Set down exactly the lines from the one containing "Put a point on the wire" through the last line of the records below, both included, and nothing else.
* BEGIN Provided entries *
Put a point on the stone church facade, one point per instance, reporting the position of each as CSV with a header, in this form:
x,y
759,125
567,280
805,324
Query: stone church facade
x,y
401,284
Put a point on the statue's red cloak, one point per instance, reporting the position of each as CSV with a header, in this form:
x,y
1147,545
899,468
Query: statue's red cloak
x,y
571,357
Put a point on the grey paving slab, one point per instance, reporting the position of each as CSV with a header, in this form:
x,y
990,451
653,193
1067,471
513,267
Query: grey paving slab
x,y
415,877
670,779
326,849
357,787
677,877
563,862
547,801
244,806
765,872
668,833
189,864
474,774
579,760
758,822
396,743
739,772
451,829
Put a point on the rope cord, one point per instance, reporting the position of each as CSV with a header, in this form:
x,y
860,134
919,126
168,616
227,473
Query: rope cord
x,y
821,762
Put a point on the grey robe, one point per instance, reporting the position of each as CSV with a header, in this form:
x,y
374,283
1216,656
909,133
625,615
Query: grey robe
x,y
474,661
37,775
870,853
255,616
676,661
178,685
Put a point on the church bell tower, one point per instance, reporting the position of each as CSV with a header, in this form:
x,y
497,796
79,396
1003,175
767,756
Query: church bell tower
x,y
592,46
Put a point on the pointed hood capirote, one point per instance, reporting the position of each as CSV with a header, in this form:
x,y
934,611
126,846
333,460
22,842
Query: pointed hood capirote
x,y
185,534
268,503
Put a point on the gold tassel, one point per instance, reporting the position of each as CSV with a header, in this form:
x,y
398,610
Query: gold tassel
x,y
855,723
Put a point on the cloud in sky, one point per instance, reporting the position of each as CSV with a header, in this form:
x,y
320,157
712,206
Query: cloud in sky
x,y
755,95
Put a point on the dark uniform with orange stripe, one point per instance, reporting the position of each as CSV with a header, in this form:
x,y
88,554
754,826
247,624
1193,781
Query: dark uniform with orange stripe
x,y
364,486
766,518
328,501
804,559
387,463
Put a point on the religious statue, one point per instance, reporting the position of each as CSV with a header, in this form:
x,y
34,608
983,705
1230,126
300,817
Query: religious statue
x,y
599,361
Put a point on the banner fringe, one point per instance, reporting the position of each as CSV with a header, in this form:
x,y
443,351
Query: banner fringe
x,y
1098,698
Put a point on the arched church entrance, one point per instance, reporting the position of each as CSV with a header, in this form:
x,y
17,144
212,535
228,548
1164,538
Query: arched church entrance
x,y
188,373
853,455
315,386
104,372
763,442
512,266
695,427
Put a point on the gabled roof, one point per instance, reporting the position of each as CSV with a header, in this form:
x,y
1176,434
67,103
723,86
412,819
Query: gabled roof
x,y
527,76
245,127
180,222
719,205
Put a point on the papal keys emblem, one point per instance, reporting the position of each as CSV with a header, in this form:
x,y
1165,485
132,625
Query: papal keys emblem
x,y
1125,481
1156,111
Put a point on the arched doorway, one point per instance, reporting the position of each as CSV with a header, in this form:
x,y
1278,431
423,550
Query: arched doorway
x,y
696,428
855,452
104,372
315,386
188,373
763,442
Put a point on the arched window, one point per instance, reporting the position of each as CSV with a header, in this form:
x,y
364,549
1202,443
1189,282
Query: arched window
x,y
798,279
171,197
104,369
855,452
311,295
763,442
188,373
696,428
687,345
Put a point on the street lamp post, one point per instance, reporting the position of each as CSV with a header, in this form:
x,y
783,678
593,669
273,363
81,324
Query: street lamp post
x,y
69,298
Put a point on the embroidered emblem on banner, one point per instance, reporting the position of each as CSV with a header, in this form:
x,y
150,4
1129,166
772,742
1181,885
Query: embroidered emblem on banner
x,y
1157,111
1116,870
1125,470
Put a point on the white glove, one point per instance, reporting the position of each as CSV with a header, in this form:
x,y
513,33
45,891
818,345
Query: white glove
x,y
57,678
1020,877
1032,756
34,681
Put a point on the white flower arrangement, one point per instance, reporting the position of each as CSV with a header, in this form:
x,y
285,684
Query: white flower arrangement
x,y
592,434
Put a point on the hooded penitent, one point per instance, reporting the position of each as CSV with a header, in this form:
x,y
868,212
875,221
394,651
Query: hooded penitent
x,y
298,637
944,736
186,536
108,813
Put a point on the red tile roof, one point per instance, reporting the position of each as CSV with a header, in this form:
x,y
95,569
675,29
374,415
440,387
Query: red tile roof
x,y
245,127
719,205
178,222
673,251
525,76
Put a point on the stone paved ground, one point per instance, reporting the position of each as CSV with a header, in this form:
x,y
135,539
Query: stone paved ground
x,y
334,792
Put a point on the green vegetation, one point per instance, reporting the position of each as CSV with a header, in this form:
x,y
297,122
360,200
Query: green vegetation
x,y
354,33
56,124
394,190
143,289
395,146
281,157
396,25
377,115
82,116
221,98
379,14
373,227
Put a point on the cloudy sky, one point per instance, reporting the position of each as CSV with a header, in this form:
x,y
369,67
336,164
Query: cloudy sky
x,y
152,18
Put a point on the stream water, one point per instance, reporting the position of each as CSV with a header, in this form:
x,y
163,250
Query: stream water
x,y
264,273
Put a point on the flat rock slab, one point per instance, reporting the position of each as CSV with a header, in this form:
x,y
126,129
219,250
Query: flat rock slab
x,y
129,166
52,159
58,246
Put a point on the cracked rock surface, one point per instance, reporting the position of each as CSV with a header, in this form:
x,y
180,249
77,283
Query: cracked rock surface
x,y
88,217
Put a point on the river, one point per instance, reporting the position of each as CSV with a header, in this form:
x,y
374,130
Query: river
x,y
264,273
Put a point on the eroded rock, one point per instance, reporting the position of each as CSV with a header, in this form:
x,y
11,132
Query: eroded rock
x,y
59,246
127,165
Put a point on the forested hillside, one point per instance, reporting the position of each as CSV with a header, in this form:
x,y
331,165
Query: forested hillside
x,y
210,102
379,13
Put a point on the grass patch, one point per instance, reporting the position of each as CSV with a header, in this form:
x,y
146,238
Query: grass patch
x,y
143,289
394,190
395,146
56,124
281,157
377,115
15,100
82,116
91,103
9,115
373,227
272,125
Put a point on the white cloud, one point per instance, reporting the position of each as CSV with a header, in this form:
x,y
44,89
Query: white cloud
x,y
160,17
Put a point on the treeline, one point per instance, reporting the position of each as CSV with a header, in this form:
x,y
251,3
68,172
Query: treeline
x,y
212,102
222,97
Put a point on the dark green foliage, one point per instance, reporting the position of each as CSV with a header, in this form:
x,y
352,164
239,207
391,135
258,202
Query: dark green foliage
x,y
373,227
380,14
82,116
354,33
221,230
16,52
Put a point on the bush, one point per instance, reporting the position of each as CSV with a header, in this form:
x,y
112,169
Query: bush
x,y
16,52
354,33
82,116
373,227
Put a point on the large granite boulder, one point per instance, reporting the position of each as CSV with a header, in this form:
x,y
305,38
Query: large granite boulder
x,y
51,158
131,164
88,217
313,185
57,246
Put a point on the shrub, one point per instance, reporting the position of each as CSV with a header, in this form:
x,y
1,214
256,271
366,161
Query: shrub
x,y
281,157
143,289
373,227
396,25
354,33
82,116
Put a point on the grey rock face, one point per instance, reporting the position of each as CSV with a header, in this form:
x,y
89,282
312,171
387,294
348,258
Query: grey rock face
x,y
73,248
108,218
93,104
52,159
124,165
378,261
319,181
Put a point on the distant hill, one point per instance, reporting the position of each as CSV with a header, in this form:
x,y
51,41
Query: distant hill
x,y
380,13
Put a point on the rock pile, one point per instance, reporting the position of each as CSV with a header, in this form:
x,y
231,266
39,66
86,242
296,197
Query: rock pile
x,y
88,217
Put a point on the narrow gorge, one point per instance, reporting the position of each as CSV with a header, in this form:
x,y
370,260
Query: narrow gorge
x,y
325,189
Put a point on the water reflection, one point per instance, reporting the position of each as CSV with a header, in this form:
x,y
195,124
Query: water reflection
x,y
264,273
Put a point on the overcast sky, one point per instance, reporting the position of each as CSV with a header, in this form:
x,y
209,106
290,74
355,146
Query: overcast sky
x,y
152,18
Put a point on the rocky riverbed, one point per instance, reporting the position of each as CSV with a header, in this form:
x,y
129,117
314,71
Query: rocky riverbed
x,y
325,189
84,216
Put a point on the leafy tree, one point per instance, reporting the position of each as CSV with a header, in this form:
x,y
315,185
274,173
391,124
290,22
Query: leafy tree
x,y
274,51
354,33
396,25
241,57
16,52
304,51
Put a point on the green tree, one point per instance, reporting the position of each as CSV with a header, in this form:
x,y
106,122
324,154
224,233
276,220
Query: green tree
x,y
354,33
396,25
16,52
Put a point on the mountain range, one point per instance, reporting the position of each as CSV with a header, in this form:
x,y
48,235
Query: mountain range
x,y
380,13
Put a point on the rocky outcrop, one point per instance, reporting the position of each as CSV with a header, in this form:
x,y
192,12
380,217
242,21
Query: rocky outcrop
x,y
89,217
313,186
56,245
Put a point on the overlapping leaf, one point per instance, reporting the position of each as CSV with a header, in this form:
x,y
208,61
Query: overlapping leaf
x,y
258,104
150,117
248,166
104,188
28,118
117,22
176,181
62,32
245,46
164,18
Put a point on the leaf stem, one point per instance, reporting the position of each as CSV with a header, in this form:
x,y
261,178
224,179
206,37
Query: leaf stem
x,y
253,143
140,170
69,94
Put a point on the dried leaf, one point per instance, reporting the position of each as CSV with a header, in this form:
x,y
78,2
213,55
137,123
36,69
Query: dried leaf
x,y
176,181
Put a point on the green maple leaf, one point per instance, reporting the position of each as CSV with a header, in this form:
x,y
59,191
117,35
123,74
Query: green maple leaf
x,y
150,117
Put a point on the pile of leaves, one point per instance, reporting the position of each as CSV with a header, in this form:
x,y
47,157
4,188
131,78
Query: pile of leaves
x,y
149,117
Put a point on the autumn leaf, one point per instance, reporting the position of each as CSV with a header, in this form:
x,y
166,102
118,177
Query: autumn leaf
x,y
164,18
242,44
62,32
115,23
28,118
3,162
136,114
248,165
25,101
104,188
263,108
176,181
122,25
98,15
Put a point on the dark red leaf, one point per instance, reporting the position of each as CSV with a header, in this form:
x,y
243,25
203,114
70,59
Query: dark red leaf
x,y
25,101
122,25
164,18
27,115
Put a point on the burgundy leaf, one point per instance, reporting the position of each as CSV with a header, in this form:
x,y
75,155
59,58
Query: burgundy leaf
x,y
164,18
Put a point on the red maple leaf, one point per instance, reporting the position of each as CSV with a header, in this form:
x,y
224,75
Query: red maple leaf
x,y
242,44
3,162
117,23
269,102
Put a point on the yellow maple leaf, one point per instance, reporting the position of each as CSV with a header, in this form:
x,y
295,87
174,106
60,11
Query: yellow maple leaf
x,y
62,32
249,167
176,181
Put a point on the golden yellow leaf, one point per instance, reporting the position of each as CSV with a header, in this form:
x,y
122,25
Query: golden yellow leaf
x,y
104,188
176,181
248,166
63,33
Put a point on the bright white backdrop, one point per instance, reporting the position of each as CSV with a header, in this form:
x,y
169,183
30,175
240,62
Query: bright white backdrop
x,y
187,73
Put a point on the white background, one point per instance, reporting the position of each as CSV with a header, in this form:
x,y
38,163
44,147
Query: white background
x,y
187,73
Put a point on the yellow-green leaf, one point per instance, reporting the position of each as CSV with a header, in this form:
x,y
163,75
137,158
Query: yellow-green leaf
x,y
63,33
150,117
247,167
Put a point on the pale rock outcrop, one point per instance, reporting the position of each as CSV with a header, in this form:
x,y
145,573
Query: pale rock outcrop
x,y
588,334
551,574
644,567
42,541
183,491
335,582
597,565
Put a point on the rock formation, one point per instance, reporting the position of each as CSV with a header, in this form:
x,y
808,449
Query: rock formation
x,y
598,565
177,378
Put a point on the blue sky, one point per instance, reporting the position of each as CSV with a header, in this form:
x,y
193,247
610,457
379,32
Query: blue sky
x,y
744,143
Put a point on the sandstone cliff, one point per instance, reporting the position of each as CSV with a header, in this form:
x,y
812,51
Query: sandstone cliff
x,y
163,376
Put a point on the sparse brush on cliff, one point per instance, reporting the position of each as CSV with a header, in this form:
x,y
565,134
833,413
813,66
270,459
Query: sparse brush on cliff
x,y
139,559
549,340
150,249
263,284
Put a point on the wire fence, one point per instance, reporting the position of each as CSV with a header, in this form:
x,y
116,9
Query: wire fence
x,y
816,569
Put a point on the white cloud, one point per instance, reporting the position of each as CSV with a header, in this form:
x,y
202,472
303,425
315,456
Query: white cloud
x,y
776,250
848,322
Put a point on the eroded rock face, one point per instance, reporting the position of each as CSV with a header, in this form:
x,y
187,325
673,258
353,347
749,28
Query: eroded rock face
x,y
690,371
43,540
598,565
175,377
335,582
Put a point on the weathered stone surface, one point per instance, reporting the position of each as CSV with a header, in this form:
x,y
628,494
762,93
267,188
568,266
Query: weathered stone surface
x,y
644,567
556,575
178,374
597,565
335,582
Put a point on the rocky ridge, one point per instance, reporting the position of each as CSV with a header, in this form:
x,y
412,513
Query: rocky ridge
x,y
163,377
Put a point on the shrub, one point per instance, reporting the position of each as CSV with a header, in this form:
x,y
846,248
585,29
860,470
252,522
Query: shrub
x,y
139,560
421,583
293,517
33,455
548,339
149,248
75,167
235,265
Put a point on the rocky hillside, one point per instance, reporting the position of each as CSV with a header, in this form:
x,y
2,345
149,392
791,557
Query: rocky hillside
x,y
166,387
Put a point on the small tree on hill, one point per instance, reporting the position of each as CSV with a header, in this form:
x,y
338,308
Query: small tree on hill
* END Provided entries *
◆ Complete answer:
Put a point on the wire fence, one point per instance, reporting the position of each as CSV with a header, in this form:
x,y
116,9
Query: wire fence
x,y
816,569
Put a point on the white cloud, one point per instance, reporting the position of each as CSV with a header, in this form:
x,y
202,472
303,425
315,456
Query: white cloud
x,y
776,250
848,322
Put a point on the eroded rock face, one point per instance, reporting the position of each as CSV with a header, in this form:
x,y
187,325
673,258
353,347
749,28
Query: eroded rock face
x,y
690,371
43,540
598,565
175,377
335,582
Put a point on the weathered stone surface, one point per instance, reporting the position of each as CSV with a header, in this form:
x,y
628,494
762,93
267,188
568,266
Query: weathered stone surface
x,y
644,567
556,575
178,374
597,565
335,582
Put a point on the rocky ridge, one point per instance, reporting the position of each as CSV with a header, in this form:
x,y
412,513
Query: rocky ridge
x,y
163,377
Put a point on the shrub, one point per instance, reporting the position of each as CSV with a header, in this form:
x,y
846,248
585,29
860,470
252,522
Query: shrub
x,y
139,560
421,583
293,517
33,455
548,339
149,248
75,167
235,265
Put a point on the rocky hillside, one point per instance, reporting the position of each as CSV with a header, in this form:
x,y
2,345
149,392
791,557
Query: rocky hillside
x,y
166,387
Put a point on the small tree on hill, one point per instance, reporting the position of each as CSV with a header, in this form:
x,y
338,308
Query: small tree on hill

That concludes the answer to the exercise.